任務要求 1: 請把節錄中從「除了是無碳的之外,矽前驅物還」起一直到「有在電漿中形成的離子化物質。」為止的文字一字不差地抄寫出來。
任務要求 2: 根據節錄判斷下列三項敘述是否相符，逐項回答「是」或「否」，並引用節錄中起決定作用的原文：(a) 自由基氮前驅物是在反應腔室外部由較穩定的氮前驅物生成的；(b) 穩定的氮前驅物所伴隨的載氣只能是氬；(c)「無碳」表示膜中完全不含任何碳。

除了是無碳的之外,矽前驅物還可以是無氧的。氧的缺乏導致由前驅物形成的矽氮層中的矽烷醇(Si-OH)基的較低濃度。所沉積的膜中的過多/聚矽烷醇部分在後沉積步驟期間會產生增加的孔隙度和收縮,該後沉積步驟從所沉積的層中去除羥基(-OH)部分。
在304處,也將自由基氮前驅物提供給反應腔室。自由基氮前驅物是含氮自由基的物質,該含氮自由基的物質在反應腔室外部由更穩定的氮前驅物生成。例如,可在反應腔室外部的電漿單元中啟動諸如NH3和/或聯胺(N2H4)之類的相對穩定的氮前驅物以形成自由
基氮前驅物,然後將該自由基氮前驅物輸送到反應腔室中。在不同的實施例中,穩定的氮前驅物也可以是包含NH3和N2、NH3和H2、NH3和N2和H2以及N2和H2的混合物。在具有N2和H2的混合物中,可替代NH3來使用聯胺,或可與NH3結合來使用聯胺。所產生的自由基氮前驅物可以是N、NH、NH2等中的一個或多個,並且也可伴隨有在電漿中形成的離子化物質。
一般而言,不包括氮的自由基前驅物也將允許形成含矽氮層。如果自由基前驅物包括隨上述前驅物供應到遠端電漿區域的氮,那麼自由基前驅物可以是自由基氮前驅物。自由基前驅物是在反應腔室的、與沉積區域隔開的部分中生成的,在沉積區域處,前驅物混合並反應以在沉積基板(例如,半導體晶圓)上沉積矽氮層。在自由基前驅物是自由基氮前驅物的實施例中,使穩定的氮前驅物流入遠端電漿區域,並且由電漿激發穩定的氮前驅物。穩定的氮前驅物(和自由基氮前驅物)也可伴隨有載氣,諸如,氫(H2)、氮(N2)、氬、氦等。還發現了生成所公開的實施例中的有益的膜的、由輸入氣體形成的自由基氮前驅物,輸入氣體基本上由氮(N2)(具有或不具有額外的惰性載氣)組成。在含矽前驅物包含氮的實施例中,自由基氮前驅物也可由基本上由氫(H2)(和可選的惰性載氣)組成的輸入氣體所形成的自由基前驅物替代。
在306處,在反應腔室中,無碳矽前驅物和自由基氮前驅物混合並反應,以便在基板上沉積含矽氮膜。所沉積的含矽氮膜可利用實施例中的一些配方(recipe)組合來共形地沉積。在其他實施例中,所沉積的含矽氮膜具有與常規的氮化矽(Si3N4)膜沉積技術不同的流動特性。形成(formation)的可流動本質允許膜流入基板的沉積表面上的狹窄間隙、溝槽及其他結構。
流動性可能是由於將自由基氮前驅物與無碳矽前驅物混合而導致的各種性質而產生的。這些性質可包括在所沉積的膜中的大量的氫成分和/或短鏈聚矽氨烷聚合物的存在。在形成膜期間或之後,這些短鏈生長並成網以形成更緻密的介電質材料。例如,所沉積的膜可具有矽氮烷型、Si-NH-Si主鏈(即,Si-N-H膜)。當矽前驅物和自由基氮前驅物兩者都是無碳的時候,所沉積的含矽氮膜基本上也是無碳的。當然,「無碳」未必意指膜缺乏甚痕量的碳。碳污染物可存在於設法進入所沉積的矽氮前驅物中的前驅物材料之中,前驅物材料通過材料自身的方式到達所沉積的矽氮前驅物中。然而,這些碳雜質的量相比將在具有碳部分的矽前驅物(例如,TEOS、TMDSO等)中發現的量少得多。

帶標籤方框的紀錄:

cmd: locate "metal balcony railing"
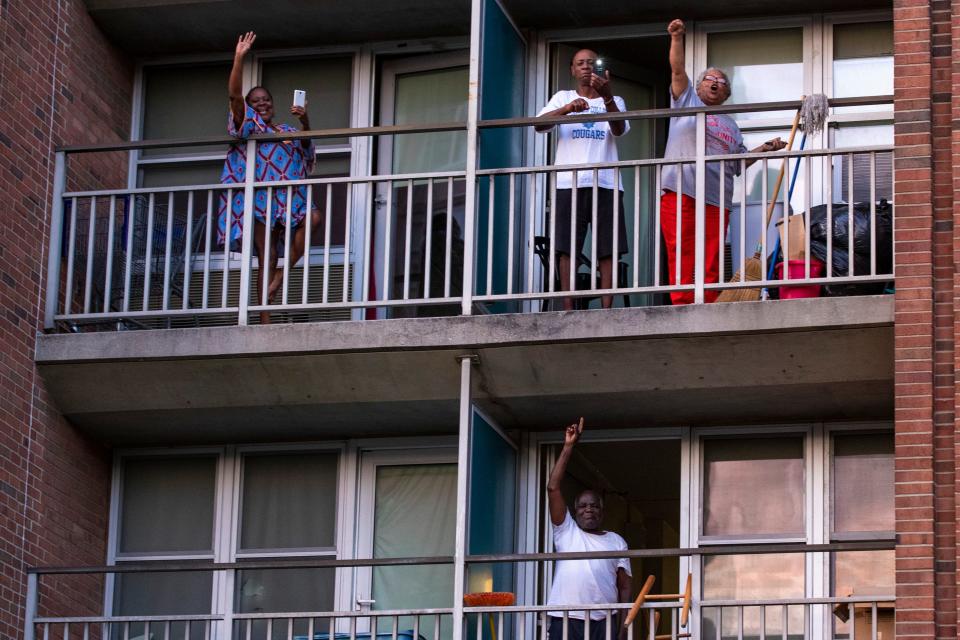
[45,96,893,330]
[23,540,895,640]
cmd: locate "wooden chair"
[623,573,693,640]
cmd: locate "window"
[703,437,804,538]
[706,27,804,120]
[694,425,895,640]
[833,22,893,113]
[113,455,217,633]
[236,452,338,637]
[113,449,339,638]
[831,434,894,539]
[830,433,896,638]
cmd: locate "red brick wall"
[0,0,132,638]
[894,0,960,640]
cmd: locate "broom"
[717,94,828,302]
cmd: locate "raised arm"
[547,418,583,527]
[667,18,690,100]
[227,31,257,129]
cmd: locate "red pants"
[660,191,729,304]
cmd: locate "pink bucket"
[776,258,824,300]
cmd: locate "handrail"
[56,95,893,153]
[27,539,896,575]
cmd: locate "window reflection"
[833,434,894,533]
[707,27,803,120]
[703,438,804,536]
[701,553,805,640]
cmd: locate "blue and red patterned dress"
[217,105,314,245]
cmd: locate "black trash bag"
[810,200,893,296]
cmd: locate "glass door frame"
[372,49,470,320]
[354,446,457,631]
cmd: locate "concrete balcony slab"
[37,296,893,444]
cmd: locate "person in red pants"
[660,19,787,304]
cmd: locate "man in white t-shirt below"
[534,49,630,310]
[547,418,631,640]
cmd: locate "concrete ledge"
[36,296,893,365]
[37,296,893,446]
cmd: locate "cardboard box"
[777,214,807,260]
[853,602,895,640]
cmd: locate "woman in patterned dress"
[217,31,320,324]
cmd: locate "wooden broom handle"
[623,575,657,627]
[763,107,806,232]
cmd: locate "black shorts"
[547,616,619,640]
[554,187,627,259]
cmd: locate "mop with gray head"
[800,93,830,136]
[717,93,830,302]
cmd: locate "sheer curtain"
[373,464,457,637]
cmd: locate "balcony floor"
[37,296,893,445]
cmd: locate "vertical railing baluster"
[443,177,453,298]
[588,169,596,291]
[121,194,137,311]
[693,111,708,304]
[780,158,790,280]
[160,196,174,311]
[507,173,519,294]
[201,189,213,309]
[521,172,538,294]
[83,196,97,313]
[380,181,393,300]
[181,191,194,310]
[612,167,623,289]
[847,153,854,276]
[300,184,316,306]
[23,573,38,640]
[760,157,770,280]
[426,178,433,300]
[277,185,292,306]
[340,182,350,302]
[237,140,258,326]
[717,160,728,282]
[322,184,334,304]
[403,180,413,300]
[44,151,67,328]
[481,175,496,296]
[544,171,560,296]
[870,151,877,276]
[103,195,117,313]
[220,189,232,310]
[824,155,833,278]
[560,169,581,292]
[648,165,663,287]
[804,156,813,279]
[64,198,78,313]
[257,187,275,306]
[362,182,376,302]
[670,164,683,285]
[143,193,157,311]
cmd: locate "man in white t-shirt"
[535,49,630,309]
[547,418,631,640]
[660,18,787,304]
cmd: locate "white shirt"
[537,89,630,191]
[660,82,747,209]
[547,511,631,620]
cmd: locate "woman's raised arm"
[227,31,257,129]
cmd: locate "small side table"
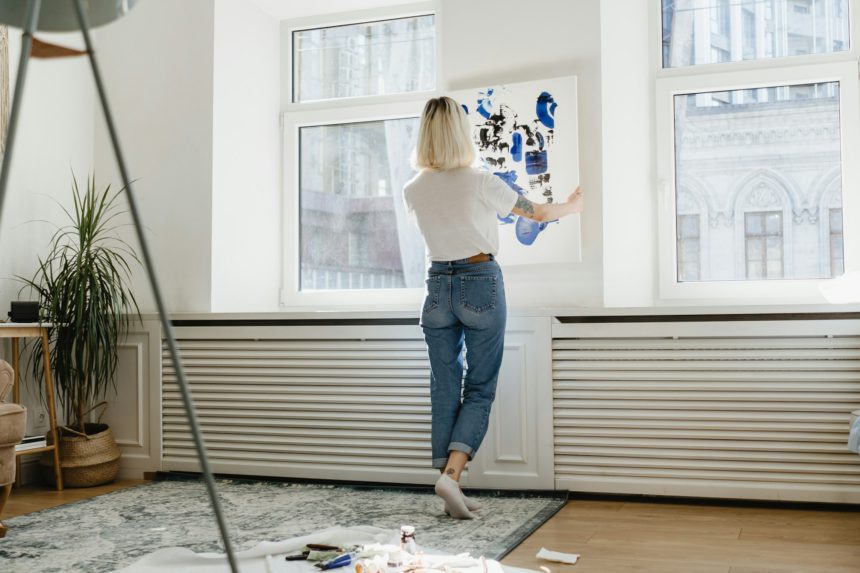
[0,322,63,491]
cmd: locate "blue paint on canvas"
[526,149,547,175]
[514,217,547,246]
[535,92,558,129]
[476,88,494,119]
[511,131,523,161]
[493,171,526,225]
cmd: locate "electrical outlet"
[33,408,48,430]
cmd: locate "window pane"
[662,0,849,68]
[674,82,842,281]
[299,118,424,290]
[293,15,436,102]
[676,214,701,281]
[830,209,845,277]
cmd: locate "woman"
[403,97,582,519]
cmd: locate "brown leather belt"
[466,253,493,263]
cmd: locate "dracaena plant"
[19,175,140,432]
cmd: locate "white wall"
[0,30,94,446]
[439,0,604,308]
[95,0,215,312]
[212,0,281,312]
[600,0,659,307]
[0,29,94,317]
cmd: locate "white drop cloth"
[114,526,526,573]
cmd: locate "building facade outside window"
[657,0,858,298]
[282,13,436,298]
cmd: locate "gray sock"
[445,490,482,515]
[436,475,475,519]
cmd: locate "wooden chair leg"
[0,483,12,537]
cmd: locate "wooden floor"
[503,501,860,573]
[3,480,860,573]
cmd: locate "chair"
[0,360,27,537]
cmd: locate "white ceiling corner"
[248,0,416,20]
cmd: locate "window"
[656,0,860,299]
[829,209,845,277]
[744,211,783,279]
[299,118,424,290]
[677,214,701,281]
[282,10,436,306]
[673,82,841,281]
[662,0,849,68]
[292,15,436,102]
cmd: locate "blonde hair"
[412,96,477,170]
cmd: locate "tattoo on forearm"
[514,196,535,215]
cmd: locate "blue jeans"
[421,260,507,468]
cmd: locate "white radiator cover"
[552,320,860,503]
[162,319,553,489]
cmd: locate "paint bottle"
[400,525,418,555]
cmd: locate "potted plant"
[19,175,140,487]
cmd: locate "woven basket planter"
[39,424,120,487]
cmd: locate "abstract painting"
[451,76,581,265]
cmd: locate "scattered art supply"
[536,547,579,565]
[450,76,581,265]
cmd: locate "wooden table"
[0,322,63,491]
---
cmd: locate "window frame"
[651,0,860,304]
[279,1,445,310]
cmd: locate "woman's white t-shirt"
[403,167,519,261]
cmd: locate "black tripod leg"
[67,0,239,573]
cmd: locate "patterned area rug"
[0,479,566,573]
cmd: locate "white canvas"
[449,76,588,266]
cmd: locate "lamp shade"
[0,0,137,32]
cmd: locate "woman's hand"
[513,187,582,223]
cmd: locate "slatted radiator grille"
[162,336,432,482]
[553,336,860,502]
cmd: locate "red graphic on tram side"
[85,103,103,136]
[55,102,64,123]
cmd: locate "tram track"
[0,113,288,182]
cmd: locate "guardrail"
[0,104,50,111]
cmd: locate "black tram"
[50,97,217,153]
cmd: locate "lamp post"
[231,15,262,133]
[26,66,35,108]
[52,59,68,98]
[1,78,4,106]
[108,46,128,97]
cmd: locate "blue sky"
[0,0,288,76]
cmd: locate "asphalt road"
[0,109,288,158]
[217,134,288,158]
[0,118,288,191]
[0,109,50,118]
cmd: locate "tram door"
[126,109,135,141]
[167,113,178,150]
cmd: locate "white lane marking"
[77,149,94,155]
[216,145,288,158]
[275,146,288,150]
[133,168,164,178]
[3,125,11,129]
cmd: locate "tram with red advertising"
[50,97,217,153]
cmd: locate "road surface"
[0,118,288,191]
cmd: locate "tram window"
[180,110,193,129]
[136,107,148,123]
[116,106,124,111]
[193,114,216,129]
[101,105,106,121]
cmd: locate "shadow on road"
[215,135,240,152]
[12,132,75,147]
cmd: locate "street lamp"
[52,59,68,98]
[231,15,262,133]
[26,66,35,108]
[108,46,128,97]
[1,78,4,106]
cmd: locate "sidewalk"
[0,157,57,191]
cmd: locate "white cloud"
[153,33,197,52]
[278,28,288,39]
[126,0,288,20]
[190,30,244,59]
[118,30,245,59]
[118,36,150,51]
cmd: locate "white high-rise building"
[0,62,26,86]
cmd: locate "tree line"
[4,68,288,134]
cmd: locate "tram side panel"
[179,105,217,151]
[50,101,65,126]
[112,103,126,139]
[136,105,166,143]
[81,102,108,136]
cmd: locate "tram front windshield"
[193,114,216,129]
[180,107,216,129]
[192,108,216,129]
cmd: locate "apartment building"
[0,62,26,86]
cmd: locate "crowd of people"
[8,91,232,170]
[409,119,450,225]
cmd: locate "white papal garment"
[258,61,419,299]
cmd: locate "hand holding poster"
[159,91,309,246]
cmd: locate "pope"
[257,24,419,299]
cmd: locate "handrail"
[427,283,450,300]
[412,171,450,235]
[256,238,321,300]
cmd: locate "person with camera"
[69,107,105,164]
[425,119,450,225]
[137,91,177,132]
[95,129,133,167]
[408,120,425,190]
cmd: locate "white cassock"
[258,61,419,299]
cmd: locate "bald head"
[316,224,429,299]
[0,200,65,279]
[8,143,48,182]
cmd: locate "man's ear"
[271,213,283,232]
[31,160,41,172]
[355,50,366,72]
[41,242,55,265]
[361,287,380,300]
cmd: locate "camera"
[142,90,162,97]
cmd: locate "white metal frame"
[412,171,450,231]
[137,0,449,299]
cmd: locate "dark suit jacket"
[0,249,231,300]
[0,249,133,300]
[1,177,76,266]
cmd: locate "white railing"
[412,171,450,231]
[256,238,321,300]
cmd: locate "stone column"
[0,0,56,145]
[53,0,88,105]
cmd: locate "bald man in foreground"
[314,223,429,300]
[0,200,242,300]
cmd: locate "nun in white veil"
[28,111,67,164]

書面作答 1:
除了是無碳的之外,矽前驅物還可以是無氧的。氧的缺乏導致由前驅物形成的矽氮層中的矽烷醇(Si-OH)基的較低濃度。所沉積的膜中的過多/聚矽烷醇部分在後沉積步驟期間會產生增加的孔隙度和收縮,該後沉積步驟從所沉積的層中去除羥基(-OH)部分。
在304處,也將自由基氮前驅物提供給反應腔室。自由基氮前驅物是含氮自由基的物質,該含氮自由基的物質在反應腔室外部由更穩定的氮前驅物生成。例如,可在反應腔室外部的電漿單元中啟動諸如NH3和/或聯胺(N2H4)之類的相對穩定的氮前驅物以形成自由
基氮前驅物,然後將該自由基氮前驅物輸送到反應腔室中。在不同的實施例中,穩定的氮前驅物也可以是包含NH3和N2、NH3和H2、NH3和N2和H2以及N2和H2的混合物。在具有N2和H2的混合物中,可替代NH3來使用聯胺,或可與NH3結合來使用聯胺。所產生的自由基氮前驅物可以是N、NH、NH2等中的一個或多個,並且也可伴隨有在電漿中形成的離子化物質。

書面作答 2:
(a) 是。「該含氮自由基的物質在反應腔室外部由更穩定的氮前驅物生成」
(b) 否。「穩定的氮前驅物（和自由基氮前驅物）也可伴隨有載氣，諸如，氫（H2）、氮（N2）、氬、氦等」
(c) 否。「『無碳』未必意指膜缺乏甚痕量的碳」